● Required work: For the records below, count the lines containing the word "query" and reply with the number alone.

(Beginning of Available data)

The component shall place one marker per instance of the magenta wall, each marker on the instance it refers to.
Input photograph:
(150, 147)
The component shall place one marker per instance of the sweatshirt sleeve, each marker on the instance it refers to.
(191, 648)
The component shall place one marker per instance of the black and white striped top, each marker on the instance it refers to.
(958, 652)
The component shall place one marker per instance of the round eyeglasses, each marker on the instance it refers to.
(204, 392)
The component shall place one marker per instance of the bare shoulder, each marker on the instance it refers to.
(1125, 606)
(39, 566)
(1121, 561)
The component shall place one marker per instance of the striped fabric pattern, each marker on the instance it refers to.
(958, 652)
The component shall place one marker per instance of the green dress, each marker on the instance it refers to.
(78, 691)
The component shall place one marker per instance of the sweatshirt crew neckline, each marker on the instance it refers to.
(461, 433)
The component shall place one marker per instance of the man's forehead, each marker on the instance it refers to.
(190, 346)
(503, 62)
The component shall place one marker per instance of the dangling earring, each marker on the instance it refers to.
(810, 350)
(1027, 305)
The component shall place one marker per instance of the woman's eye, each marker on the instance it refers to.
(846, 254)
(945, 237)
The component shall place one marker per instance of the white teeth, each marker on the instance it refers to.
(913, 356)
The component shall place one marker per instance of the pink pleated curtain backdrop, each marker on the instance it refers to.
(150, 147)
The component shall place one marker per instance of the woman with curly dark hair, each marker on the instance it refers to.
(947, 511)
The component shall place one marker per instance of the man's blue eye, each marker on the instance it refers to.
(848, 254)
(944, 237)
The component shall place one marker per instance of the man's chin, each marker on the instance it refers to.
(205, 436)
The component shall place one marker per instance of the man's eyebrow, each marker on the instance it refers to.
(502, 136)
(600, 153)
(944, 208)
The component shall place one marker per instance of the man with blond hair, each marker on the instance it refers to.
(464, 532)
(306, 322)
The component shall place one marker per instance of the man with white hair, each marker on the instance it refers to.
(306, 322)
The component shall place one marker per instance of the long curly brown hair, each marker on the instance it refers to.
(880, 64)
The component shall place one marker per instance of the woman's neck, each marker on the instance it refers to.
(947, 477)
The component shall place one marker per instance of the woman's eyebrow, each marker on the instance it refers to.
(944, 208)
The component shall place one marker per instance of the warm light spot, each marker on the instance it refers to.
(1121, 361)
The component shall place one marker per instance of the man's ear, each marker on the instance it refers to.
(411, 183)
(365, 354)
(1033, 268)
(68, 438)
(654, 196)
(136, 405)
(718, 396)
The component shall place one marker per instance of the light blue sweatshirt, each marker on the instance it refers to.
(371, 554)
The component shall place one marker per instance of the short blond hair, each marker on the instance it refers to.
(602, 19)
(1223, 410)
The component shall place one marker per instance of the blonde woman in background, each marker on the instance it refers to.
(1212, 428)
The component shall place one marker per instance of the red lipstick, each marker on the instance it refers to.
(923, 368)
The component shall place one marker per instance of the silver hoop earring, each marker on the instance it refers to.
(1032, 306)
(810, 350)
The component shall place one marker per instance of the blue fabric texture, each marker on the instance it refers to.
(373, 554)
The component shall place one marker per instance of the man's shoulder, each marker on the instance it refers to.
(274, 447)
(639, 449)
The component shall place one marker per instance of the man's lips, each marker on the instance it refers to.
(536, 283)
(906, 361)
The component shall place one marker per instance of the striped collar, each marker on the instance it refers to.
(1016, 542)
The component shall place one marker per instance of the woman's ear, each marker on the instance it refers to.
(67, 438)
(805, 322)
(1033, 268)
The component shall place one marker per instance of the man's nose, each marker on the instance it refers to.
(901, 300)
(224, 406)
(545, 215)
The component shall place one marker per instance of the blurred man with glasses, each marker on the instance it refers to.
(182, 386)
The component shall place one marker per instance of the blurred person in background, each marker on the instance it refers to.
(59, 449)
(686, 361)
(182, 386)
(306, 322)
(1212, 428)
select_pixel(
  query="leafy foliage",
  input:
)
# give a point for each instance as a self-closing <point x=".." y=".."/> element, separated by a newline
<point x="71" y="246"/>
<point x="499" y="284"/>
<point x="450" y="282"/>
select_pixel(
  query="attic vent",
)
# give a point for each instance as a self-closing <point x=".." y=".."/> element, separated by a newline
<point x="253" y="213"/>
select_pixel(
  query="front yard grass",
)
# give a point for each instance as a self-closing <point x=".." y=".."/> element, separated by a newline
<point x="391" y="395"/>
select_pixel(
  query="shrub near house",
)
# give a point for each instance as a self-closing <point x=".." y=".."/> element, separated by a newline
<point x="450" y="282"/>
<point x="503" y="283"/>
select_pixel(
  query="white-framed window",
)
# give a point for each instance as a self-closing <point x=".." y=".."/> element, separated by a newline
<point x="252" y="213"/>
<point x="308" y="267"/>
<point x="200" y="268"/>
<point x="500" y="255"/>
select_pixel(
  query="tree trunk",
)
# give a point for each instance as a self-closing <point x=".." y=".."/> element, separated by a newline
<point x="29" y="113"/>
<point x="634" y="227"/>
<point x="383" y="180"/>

(End of Available data)

● Answer space: 6